▸ **Tarefa proposta A**
Reproduza fielmente o trecho do texto sobre São Gaspar del Búfalo que começa em "É preciso que" e segue até "do Novo mundo.".

▸ **Trecho do texto**
• • •
Da Roma dos papas à África

São Gaspar del Búfalo


Texto da conferência proferida pelo diretor de 30Dias na paróquia dos missionários do Preciosíssimo Sangue em Roma, a 12 de junho de 2004


de Giulio Andreotti


Não se surpreendam com o fato de que, convidado a falar do santo de sua congregação no feliz centenário de sua beatificação e no qüinquagésimo aniversário da solene canonização, eu comece por uma citação do presidente Bush, de uma frase que ele disse no dia seguinte ao terrível evento de 11 de setembro de 2001: “Bin Laden”, disse ele, “é um traidor da própria religião”.
São Gaspar del Búfalo

São Gaspar del Búfalo

Bush evitou, assim, que estourasse uma cruzada antiislâmica, que seria respaldada pela preocupação suscitada em muitos países, inclusive na Itália (ainda que com menor intensidade do que na França), pela crescente presença de imigrantes maometanos. Essa preocupação - que se apresenta em perspectiva alarmante, dada a prolificidade e a poligamia possível dessas populações, diferente da limitação de nascimentos que é própria do mundo ocidental desenvolvido - talvez seja o tema central sobre o qual a humanidade já hoje é chamada a refletir, com uma intensidade que, previsivelmente, será cada vez mais forte. Enquanto alguns assumem atitudes racistas e proibitivas - entre os quais a expressão mais marcante é a de Oriana Fallaci, por meio de seus livros -, devemos nos convencer de que tais atitudes são humanamente erradas e não levam a nada.
É preciso que hoje, como nunca, os cristãos creiam no amor e sintam o dever e o fascínio missionário de sua vocação. Nesse sentido, é precisa e objetiva a mensagem que vem da vida de Gaspar del Búfalo e da congregação que ele criou, hoje presente e operante em muitas nações do Velho e do Novo mundo.
O santo nasceu em 1786, em Roma (e, mesmo sem sermos bairristas, não nos desagrada nem um pouco sublinhar esse fato), num momento histórico particularmente movimentado, no qual a Santa Sé se via às voltas com as conseqüências tumultuosas da sangrenta Revolução Francesa. Muito jovem, Gaspar freqüenta a Igreja do Jesus, perto de sua casa, no Palácio Altieri. É atraído de maneira particular pelo santo missionário Francisco Xavier, e se sente, por um momento, chamado à Companhia de Jesus. Mas não era esse o desígnio da Providência. Sua vocação era para o sacerdócio secular, mas não numa visão estática, sem sombra de dúvida.
No vocabulário dialetal romano - já em desuso -, havia uma expressão para indicar quando uma pessoa tinha uma vida calma e privilegiada: “Este vive como um cônego” (algumas vezes, diziam também: “Vive como um papa”).
• • •
▸ **Dados fornecidos**
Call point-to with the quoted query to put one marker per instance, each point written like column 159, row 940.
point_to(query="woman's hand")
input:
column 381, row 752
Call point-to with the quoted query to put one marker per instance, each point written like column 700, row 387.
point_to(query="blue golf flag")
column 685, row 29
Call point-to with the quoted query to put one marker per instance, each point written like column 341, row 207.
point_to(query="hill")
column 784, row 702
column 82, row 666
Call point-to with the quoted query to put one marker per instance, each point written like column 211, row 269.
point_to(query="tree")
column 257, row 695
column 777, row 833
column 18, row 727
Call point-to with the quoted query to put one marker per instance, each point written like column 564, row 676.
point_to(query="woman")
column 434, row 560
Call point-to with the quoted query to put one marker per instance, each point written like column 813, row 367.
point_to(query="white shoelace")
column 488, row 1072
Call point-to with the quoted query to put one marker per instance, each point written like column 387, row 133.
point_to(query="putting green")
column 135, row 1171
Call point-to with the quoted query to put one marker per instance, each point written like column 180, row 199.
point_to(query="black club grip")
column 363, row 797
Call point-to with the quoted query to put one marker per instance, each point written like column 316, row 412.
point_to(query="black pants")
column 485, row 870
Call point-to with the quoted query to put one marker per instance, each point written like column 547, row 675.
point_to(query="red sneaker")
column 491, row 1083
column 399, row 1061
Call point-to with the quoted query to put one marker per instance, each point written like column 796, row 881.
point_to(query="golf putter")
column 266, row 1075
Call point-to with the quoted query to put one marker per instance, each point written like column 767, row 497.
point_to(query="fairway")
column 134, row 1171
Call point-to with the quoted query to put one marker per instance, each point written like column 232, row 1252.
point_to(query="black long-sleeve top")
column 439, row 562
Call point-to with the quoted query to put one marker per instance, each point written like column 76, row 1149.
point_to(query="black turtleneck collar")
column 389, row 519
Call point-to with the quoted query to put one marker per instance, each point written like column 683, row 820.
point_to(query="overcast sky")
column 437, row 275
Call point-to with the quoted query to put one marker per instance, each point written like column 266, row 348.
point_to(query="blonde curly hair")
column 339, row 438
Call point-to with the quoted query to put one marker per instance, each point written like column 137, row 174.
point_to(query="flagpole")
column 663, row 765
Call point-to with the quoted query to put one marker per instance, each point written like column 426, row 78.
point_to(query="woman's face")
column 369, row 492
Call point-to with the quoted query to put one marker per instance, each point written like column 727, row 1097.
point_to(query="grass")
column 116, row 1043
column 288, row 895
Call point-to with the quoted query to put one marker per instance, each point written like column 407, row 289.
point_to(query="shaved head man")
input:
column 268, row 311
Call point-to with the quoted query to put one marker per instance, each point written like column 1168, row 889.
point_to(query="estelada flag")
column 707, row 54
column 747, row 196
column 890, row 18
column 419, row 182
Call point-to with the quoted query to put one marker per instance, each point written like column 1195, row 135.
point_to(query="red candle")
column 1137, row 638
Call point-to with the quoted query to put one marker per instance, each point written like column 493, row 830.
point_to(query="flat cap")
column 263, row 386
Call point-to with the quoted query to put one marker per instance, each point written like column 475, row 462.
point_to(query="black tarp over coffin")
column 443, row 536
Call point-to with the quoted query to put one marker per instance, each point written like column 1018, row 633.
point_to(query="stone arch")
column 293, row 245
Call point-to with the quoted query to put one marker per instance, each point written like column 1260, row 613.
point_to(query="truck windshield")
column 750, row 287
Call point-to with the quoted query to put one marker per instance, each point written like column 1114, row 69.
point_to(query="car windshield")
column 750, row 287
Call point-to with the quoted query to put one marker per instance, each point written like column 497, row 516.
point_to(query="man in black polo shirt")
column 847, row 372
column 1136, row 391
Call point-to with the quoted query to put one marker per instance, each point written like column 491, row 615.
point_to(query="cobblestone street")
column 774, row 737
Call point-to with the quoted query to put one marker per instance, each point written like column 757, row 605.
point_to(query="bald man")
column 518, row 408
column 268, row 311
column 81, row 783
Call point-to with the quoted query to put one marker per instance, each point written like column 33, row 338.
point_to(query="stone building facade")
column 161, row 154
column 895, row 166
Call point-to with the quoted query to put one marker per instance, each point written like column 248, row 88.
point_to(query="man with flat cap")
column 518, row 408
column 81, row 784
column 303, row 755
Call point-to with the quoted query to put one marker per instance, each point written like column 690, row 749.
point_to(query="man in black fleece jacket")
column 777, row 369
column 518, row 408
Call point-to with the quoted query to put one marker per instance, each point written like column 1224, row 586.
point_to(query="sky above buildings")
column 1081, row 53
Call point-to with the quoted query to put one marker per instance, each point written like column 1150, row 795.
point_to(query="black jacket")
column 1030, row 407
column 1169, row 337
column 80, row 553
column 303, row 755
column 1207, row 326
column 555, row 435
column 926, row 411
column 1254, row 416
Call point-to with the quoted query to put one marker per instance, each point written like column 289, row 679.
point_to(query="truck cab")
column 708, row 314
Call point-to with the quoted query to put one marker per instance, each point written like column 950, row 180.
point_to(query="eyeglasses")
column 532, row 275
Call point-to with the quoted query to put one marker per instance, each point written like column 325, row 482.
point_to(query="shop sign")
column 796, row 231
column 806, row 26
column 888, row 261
• • •
▸ **Tarefa proposta B**
Atualize as linhas das entradas que vão da linha com "180, row 199." até a linha com "column 266, row 1075", trocando "red sneaker" por "white sneaker" e mantendo todo o resto igual. Devolva somente essas linhas.

▸ **Resposta esperada A**
É preciso que hoje, como nunca, os cristãos creiam no amor e sintam o dever e o fascínio missionário de sua vocação. Nesse sentido, é precisa e objetiva a mensagem que vem da vida de Gaspar del Búfalo e da congregação que ele criou, hoje presente e operante em muitas nações do Velho e do Novo mundo.

▸ **Resposta esperada B**
Call point-to with the quoted query to put one marker per instance, each point written like column 180, row 199.
point_to(query="black club grip")
column 363, row 797
Call point-to with the quoted query to put one marker per instance, each point written like column 316, row 412.
point_to(query="black pants")
column 485, row 870
Call point-to with the quoted query to put one marker per instance, each point written like column 547, row 675.
point_to(query="white sneaker")
column 491, row 1083
column 399, row 1061
Call point-to with the quoted query to put one marker per instance, each point written like column 796, row 881.
point_to(query="golf putter")
column 266, row 1075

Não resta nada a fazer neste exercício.